> **Written exercise 1**: List every command in the STACK installation guide that begins with "sudo", in the order they appear.
> **Written exercise 2**: Extend the STACK installation guide past its final note, carrying on with the next step of the setup.

> **Quoted passage**:
───
Skip to content
Alexander O. Smith edited this page Oct 26, 2018 · 16 revisions

Installing STACK

This documentation assumes the following:

  • You know how to use ssh.
  • Your server has MongoDB already installed.
  • You understand how to edit files using vim (“vi”).
  • You have rights and know how to install Python libraries.

In addition, this doc is geared towards working on a Linux system (for testing we use Ubuntu). We've tried to link to external documentation where installation diverges if you are using other systems.

Step 1) Download STACK

First, clone this repo to your local machine:

sudo git clone https://github.com/bitslabsyr/stack.git

Next, make sure to install the required Python libraries outlined in the requirements.txt file. Check to see if pip is installed:

sudo pip --version

If you don't get a version back, install pip:

sudo apt-get update
sudo apt-get install python-pip

We use pip to install and manage dependencies:

sudo pip install -r requirements.txt

Note - We use Python 2.7.6 for STACK.
───
[Rows from a pointing dataset]
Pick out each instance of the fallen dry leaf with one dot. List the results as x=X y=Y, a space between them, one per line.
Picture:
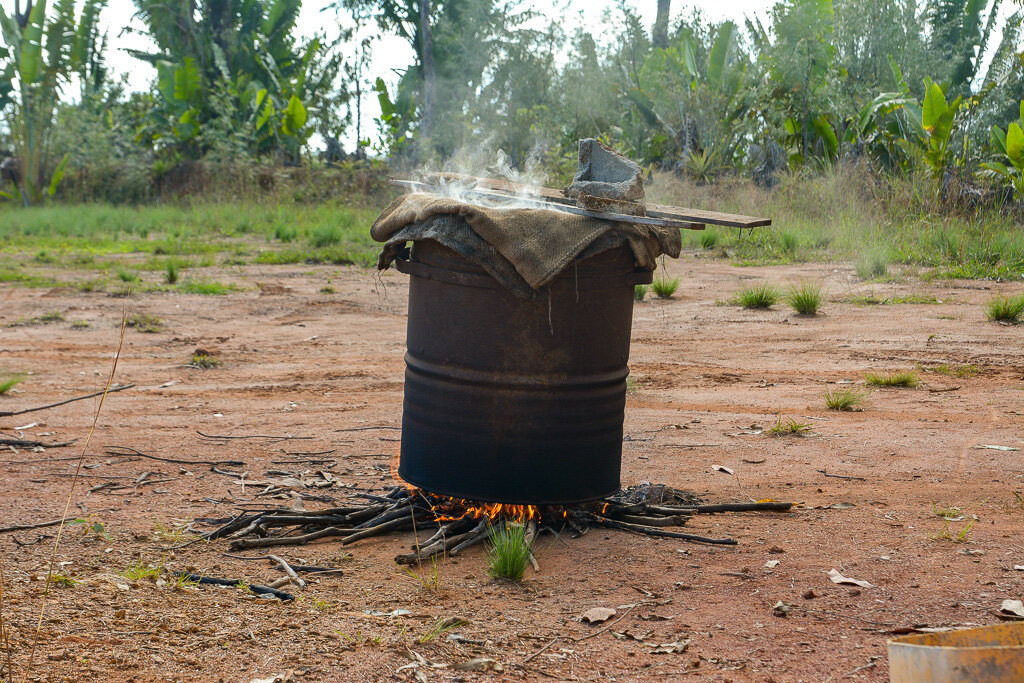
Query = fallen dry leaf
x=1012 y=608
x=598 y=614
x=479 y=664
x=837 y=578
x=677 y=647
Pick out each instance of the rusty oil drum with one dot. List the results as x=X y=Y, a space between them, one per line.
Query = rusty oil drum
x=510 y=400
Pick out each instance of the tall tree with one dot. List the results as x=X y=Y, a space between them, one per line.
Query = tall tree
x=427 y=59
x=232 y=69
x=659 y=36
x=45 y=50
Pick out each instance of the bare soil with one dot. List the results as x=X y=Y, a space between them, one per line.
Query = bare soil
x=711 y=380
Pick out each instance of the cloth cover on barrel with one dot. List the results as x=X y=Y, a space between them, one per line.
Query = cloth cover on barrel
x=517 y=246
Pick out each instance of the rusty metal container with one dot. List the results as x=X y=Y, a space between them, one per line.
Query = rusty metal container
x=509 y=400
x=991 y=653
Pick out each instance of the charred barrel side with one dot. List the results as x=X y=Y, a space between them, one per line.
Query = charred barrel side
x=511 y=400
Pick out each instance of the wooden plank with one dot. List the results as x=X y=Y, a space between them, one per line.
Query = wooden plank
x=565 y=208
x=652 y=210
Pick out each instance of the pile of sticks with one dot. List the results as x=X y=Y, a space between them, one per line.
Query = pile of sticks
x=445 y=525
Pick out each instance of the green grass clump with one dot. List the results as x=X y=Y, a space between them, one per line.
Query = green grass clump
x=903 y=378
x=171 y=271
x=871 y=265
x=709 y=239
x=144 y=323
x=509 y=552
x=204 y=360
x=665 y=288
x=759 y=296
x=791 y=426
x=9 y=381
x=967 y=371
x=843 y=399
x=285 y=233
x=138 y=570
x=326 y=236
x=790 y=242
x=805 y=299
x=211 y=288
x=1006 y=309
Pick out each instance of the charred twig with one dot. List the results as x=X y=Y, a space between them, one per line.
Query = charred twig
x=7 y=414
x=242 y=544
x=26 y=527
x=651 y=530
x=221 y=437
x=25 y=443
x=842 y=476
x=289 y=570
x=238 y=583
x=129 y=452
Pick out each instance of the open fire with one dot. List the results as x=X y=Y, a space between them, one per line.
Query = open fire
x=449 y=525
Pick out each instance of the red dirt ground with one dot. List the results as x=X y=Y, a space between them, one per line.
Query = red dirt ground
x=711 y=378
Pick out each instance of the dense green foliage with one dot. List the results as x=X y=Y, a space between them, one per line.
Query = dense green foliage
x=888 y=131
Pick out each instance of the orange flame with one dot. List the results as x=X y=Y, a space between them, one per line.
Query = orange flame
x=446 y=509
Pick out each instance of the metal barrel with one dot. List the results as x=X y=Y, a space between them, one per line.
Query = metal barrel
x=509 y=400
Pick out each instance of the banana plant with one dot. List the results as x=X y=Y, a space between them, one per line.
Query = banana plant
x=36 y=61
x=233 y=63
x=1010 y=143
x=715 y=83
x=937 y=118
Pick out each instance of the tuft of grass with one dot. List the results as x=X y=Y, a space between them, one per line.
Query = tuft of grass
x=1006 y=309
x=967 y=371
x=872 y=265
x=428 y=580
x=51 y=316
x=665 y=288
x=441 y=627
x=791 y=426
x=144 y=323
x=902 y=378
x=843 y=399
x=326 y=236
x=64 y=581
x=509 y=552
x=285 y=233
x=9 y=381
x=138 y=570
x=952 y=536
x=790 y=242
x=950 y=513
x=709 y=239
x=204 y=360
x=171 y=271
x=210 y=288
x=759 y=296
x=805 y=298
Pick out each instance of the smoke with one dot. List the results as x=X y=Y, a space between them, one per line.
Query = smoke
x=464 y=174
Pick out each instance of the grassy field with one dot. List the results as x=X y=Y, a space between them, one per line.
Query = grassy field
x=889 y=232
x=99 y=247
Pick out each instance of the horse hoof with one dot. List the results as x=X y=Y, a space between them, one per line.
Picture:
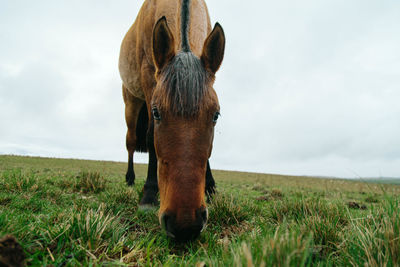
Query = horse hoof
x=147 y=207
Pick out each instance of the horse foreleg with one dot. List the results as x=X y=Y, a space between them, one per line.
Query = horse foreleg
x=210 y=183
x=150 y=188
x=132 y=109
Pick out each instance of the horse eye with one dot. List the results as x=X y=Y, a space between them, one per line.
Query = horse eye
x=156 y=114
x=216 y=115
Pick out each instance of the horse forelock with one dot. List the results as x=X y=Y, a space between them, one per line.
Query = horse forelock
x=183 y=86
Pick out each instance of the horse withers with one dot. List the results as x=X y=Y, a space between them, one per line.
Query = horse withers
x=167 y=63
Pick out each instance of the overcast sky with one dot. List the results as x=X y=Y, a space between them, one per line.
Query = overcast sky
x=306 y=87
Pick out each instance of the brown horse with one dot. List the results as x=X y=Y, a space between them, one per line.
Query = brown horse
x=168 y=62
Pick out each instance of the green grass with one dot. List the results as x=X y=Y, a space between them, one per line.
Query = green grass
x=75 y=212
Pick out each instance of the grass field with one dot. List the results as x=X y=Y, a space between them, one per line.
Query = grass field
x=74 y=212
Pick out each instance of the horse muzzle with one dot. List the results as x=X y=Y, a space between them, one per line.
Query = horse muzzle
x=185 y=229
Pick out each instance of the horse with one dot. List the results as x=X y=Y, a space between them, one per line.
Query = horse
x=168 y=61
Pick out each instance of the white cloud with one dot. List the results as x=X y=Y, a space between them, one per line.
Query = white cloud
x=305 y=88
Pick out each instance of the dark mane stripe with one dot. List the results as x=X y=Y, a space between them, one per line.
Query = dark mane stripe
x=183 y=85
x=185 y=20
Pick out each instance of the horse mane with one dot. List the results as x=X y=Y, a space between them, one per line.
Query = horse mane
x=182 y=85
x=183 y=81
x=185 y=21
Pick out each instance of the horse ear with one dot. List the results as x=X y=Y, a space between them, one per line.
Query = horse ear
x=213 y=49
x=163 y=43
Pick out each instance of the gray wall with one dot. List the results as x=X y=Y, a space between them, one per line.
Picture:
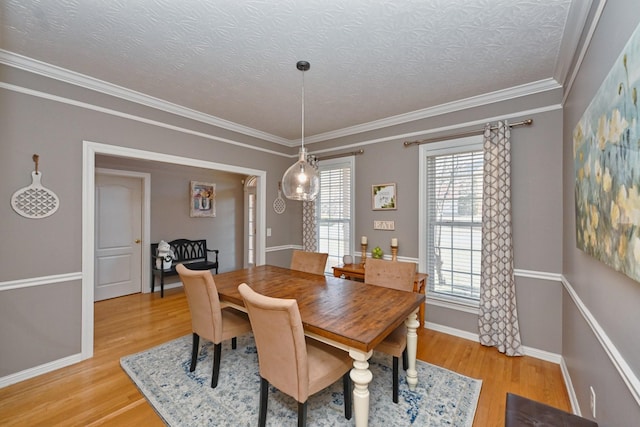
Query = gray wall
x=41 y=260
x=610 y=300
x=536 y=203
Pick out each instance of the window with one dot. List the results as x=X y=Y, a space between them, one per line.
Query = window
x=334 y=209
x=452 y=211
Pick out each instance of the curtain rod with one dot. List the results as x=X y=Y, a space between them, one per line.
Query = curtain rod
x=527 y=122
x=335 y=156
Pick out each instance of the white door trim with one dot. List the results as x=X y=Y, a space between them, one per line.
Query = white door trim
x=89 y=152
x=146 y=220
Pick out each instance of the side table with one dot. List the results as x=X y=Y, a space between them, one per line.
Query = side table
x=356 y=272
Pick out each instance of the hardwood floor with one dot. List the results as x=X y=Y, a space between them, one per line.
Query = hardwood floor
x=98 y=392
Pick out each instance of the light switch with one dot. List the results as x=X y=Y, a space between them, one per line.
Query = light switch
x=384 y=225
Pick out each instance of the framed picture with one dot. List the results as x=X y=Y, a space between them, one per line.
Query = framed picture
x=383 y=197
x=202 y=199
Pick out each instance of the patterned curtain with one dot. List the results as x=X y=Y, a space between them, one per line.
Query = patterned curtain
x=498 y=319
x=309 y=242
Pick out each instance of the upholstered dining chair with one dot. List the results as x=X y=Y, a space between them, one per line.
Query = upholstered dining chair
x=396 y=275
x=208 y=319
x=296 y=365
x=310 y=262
───
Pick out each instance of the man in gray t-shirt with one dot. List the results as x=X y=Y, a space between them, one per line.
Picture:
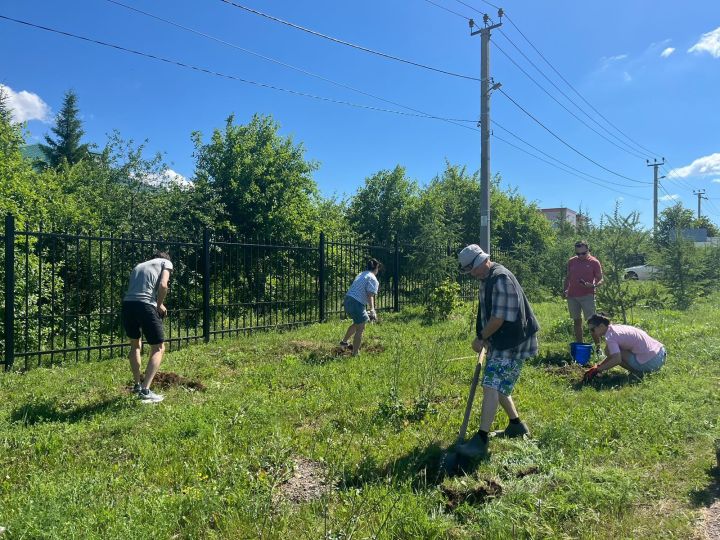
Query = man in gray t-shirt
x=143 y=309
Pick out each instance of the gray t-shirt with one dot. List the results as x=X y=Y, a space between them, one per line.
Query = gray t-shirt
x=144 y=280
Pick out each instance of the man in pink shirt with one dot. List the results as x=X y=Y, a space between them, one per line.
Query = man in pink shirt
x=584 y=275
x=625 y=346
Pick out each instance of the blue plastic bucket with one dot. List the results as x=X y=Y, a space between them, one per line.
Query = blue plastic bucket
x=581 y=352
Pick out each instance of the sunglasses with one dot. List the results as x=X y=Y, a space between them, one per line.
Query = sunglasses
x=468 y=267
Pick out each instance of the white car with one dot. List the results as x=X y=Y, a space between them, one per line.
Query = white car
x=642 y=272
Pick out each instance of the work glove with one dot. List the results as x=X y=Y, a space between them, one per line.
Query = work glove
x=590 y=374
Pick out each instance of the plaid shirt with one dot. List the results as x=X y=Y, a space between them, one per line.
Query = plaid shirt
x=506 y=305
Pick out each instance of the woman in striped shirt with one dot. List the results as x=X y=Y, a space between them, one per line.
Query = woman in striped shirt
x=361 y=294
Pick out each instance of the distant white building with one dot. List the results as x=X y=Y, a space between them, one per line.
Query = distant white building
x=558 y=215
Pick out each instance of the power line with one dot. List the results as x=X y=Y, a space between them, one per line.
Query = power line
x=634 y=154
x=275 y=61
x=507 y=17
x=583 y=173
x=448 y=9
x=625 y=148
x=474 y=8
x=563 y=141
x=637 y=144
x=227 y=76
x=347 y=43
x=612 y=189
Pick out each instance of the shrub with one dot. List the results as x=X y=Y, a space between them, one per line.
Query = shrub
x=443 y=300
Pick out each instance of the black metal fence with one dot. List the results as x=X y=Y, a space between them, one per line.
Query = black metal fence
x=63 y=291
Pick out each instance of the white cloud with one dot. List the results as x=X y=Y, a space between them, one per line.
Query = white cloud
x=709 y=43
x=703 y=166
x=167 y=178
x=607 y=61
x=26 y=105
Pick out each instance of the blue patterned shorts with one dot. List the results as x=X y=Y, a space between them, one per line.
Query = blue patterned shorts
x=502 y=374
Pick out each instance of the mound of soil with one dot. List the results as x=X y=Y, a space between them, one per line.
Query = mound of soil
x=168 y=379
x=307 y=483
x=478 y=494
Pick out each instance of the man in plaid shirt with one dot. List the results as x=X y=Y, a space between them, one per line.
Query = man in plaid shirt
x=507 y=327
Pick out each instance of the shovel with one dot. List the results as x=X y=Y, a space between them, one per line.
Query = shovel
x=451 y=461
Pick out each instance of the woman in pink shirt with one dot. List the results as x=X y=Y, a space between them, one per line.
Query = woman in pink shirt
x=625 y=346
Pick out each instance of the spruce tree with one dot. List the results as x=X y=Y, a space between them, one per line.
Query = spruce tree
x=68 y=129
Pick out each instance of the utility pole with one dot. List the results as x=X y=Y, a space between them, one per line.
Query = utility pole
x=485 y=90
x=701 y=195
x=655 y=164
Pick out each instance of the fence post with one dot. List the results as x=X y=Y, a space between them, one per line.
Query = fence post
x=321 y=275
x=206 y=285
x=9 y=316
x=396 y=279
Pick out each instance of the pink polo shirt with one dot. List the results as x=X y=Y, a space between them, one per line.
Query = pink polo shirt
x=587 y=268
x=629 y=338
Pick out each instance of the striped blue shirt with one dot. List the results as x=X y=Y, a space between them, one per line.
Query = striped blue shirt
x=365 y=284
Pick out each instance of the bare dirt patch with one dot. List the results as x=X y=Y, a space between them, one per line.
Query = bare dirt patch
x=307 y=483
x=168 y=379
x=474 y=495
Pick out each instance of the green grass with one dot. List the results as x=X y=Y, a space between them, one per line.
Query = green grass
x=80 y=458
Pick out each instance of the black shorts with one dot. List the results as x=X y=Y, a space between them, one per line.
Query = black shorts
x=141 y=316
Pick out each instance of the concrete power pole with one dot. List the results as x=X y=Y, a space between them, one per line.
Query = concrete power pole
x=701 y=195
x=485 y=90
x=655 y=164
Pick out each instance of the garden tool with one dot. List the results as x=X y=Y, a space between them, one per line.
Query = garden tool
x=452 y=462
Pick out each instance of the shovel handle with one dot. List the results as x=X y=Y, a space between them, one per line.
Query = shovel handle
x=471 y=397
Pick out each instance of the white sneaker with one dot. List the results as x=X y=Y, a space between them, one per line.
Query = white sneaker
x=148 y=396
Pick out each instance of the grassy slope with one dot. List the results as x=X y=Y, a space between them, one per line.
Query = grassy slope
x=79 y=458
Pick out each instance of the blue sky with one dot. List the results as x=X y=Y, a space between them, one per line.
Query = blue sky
───
> **Right answer 1**:
sudo git clone https://github.com/bitslabsyr/stack.git
sudo pip --version
sudo apt-get update
sudo apt-get install python-pip
sudo pip install -r requirements.txt

> **Right answer 2**:
Step 2) Configuration & Setup

STACK is built to work with MongoDB. The app stores configuration information in Mongo. Before getting started with STACK, you'll need to do the following:

  • Modify the main config file
  • Setup a project account
  • Create & start a collector

These steps are detailed below.

Modify the main config file

STACK is closely integrated with Mongo. The first step is to make sure that STACK can interact with Mongo, having read and write permissions. If you don't have user authentication enabled for Mongo, you should strongly consider enabling that security measure. Note that the version of pymongo used by STACK requires that Mongo uses MONGODB-CR as the authentication schema. As of Mongo 3.0, the default authentication schema is SCRAM, which is incompatible with STACK. If you use authentication on Mongo, you must ensure that the authentication schema is correct:

  1. Comment out the the security and authorization lines in the config file, /etc/mongod.conf
  2. Restart Mongo with sudo service mongod restart
  3. Enter the Mongo shell using "mongo"
  4. Use the admin db with "use admin" command
  5. Enter the following command: db.system.version.save({ "_id" : "authSchema", "currentVersion" : 3 })
  6. Create a Mongo user with appropriate permissions, "db.createUser({user:"YOUR_USERNAME",pwd:"YOUR_PASSWORD",roles: [{role:"root", db: "admin"}]})"
  7. If user exists drop the user and try again with "use admin", "db.dropUser('YOUR_USERNAME')", and repeat step 6.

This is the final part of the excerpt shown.